• [Set task]:
Restate the whole listing exactly.

• [The input]:

☆ ☆ ☆ ☆ ☆ ☆ ☆

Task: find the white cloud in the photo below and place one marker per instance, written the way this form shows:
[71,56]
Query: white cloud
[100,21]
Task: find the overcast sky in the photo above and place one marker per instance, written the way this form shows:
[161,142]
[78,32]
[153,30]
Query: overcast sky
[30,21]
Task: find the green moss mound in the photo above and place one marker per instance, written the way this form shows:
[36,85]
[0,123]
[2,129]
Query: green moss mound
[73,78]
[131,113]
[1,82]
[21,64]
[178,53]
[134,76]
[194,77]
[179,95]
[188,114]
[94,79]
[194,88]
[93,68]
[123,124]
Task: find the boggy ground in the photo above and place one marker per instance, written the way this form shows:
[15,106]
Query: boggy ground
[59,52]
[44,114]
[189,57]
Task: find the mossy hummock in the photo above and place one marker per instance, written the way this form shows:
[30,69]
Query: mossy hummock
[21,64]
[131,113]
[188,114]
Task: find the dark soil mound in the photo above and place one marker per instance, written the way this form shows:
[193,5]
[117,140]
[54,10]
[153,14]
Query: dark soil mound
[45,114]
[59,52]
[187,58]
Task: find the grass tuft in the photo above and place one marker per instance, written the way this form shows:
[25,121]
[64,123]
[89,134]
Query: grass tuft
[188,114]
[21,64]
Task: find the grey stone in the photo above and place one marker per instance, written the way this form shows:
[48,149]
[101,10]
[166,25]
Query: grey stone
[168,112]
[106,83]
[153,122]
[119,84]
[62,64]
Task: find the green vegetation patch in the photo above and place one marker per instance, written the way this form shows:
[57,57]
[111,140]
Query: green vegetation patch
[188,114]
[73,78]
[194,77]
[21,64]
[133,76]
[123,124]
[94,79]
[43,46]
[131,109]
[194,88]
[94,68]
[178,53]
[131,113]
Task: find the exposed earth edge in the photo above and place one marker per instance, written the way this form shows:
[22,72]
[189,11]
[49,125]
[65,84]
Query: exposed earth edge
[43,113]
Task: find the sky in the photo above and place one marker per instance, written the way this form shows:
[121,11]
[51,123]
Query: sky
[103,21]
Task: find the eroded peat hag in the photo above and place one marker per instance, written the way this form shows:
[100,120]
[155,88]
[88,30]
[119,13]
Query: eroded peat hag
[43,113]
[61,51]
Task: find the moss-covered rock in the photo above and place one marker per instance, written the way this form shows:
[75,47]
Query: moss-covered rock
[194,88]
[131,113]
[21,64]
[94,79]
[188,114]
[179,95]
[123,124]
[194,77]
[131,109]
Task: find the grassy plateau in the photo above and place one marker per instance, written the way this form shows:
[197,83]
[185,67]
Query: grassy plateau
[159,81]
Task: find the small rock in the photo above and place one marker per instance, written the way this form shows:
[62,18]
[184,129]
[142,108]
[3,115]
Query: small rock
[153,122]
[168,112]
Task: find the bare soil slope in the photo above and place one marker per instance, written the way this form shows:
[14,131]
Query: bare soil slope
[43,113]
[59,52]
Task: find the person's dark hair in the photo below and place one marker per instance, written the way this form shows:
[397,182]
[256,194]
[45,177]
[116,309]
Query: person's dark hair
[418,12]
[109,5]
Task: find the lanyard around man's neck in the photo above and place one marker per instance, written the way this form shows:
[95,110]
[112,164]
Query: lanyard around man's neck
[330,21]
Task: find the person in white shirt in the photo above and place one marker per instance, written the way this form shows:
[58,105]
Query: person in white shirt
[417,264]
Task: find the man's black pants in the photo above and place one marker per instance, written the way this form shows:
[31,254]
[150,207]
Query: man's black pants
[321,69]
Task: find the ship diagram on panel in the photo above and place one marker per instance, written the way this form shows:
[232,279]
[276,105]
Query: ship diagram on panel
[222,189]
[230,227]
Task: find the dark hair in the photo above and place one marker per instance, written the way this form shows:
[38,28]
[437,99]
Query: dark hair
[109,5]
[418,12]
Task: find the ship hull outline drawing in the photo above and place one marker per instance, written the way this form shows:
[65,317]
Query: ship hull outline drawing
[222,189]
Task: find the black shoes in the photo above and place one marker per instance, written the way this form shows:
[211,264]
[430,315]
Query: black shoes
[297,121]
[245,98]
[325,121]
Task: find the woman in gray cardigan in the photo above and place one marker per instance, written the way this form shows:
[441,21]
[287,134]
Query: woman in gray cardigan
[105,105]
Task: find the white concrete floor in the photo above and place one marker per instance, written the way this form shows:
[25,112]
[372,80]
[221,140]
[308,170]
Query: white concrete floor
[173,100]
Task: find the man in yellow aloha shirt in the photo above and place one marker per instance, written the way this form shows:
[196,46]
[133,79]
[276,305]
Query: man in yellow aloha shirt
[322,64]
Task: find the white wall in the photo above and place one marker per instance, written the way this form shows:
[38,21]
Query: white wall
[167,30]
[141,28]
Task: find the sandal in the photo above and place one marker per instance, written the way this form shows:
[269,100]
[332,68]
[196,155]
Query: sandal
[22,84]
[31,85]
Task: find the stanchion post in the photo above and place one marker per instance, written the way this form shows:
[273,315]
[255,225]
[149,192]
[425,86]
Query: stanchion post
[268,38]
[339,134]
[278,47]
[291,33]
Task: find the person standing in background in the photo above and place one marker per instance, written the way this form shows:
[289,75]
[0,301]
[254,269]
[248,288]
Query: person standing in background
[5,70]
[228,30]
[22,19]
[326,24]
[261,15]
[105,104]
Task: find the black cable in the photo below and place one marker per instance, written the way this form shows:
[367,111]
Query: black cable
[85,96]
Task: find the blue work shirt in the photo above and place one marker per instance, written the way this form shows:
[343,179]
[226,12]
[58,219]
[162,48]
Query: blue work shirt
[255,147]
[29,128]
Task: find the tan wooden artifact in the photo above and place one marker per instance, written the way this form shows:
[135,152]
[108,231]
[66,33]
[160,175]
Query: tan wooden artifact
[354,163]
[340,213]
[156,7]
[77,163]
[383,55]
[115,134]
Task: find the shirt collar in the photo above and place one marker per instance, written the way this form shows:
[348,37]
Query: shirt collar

☆ ☆ ☆ ☆ ☆ ☆ ☆

• [Solution to this exercise]:
Task: find the white cloud in the photo below and place one marker per instance, written the way this form shows:
[71,56]
Query: white cloud
[100,21]
Task: find the overcast sky in the photo above and place one marker per instance, written the way this form shows:
[161,142]
[78,32]
[153,30]
Query: overcast sky
[30,21]
Task: find the green moss mound in the photo above and place one marker per instance, written the way this form shows:
[36,85]
[0,123]
[2,129]
Query: green moss mound
[73,78]
[131,113]
[1,82]
[21,64]
[178,53]
[134,76]
[194,77]
[179,95]
[188,114]
[94,79]
[194,88]
[93,68]
[123,124]
Task: find the boggy ground in the photo above and place one marker per instance, written the way this form shows:
[15,106]
Query: boggy ground
[59,52]
[44,114]
[189,57]
Task: find the mossy hummock in the photo above and place one marker per instance, written the way this form shows:
[30,69]
Query: mossy hummock
[21,64]
[131,113]
[188,114]
Task: find the dark soil mound in the photo above and place one marker per instance, written the way this form shows:
[193,5]
[117,140]
[54,10]
[153,14]
Query: dark soil mound
[45,114]
[59,52]
[187,58]
Task: find the grass tuft in the photo above and place one marker per instance, written the way this form shows:
[25,121]
[64,123]
[89,134]
Query: grass tuft
[188,114]
[21,64]
Task: find the grey stone in the photo above and place one marker per instance, written the way this form shows:
[48,149]
[101,10]
[166,25]
Query: grey stone
[168,112]
[106,83]
[153,122]
[119,84]
[62,64]
Task: find the green vegetation patch in the photo above and place one marker per instance, written the way this form shows:
[57,57]
[111,140]
Query: green vegetation patch
[188,114]
[73,78]
[194,77]
[21,64]
[133,76]
[123,124]
[94,79]
[43,46]
[131,109]
[194,88]
[94,68]
[178,53]
[131,113]
Task: find the exposed earth edge in the photo above and place one marker per instance, written the way this form shows:
[22,72]
[189,11]
[49,125]
[65,84]
Query: exposed earth edge
[43,113]
Task: find the sky in the photo above and place one marker per instance, written the way this form shows:
[121,11]
[51,123]
Query: sky
[103,21]
Task: find the eroded peat hag in the photo above and place one marker per instance, written the way this form shows:
[100,120]
[155,88]
[88,30]
[119,13]
Query: eroded peat hag
[43,113]
[61,51]
Task: find the moss-covered rock in the photo above and place one marker per instance, written the way this form shows:
[75,47]
Query: moss-covered rock
[194,88]
[131,113]
[21,64]
[94,79]
[188,114]
[179,95]
[123,124]
[194,77]
[131,109]
Task: find the grassy plateau in the photo above and place one marker per instance, written the way this form shows:
[197,83]
[185,67]
Query: grassy plateau
[159,81]
Task: find the small rock in the photo above and place one marker per instance, written the way this form shows:
[62,18]
[184,129]
[142,108]
[3,115]
Query: small rock
[153,122]
[168,112]
Task: find the bare soil slope in the photo above and place one marker per instance, written the way this form shows:
[14,131]
Query: bare soil slope
[43,113]
[59,52]
Task: find the person's dark hair in the photo below and place one marker per instance, written the way this form shows:
[397,182]
[256,194]
[45,177]
[116,309]
Query: person's dark hair
[418,12]
[109,5]
Task: find the lanyard around man's neck in the photo above and place one marker per instance, written the way this form shows:
[95,110]
[112,164]
Query: lanyard around man's neck
[330,21]
Task: find the person in white shirt in the photo above and place one marker per instance, written the way this form shows:
[58,105]
Query: person in white shirt
[417,264]
Task: find the man's black pants in the photo above and place one marker per instance, written the way this form shows:
[31,254]
[150,207]
Query: man's black pants
[321,69]
Task: find the ship diagram on panel in the photo above and place one marker per instance, written the way this form shows:
[232,279]
[276,105]
Query: ship diagram on panel
[222,189]
[230,227]
Task: find the dark hair in the photo above and place one marker per instance, written the way this form shows:
[38,28]
[437,99]
Query: dark hair
[109,5]
[418,12]
Task: find the ship hull outline drawing in the photo above and place one marker per instance, written the way this form shows:
[65,317]
Query: ship hull outline drawing
[222,189]
Task: find the black shoes in the photo above and place one marker per instance, written the way this form shows:
[211,264]
[430,315]
Query: black shoes
[297,121]
[245,98]
[325,121]
Task: find the woman in gray cardigan in the photo above and place one marker per instance, written the way this form shows:
[441,21]
[287,134]
Query: woman in gray cardigan
[105,105]
Task: find the white concrete floor in the photo above and place one marker per instance, written the way this form shows:
[25,112]
[372,80]
[221,140]
[308,170]
Query: white concrete floor
[173,100]
Task: find the man in yellow aloha shirt in the photo above and place one marker per instance, written the way this form shows:
[196,46]
[133,79]
[276,305]
Query: man in yellow aloha shirt
[322,64]
Task: find the white wall in the photo above and place one marker per instance, written the way this form shows:
[38,21]
Query: white wall
[167,30]
[141,28]
Task: find the sandal in the photo above and place one marker per instance, written the way this form shows:
[269,100]
[332,68]
[196,155]
Query: sandal
[22,84]
[31,85]
Task: find the stanchion post in the photo above and place one marker per instance, written the way this form shows:
[273,315]
[255,225]
[149,192]
[425,86]
Query: stanchion post
[268,38]
[339,134]
[278,47]
[291,33]
Task: find the person standing in background in the photo above and place one marker per instance, written the way this form shows:
[289,75]
[0,301]
[254,269]
[248,288]
Query: person standing in background
[5,70]
[228,30]
[22,19]
[326,24]
[261,15]
[105,104]
Task: find the black cable in the photo below and place one marker per instance, written the way this form shows:
[367,111]
Query: black cable
[85,96]
Task: find the blue work shirt in the photo above and place one marker per instance, written the way this form shows:
[343,179]
[226,12]
[58,219]
[162,48]
Query: blue work shirt
[255,147]
[29,128]
Task: find the tan wooden artifact in the photo above and place one marker per instance, written the way this form shows:
[135,152]
[108,231]
[66,33]
[160,175]
Query: tan wooden artifact
[354,163]
[340,213]
[156,7]
[77,163]
[383,55]
[115,134]
Task: find the shirt collar in the photo above and place one marker per instance, written the way this form shows:
[348,37]
Query: shirt collar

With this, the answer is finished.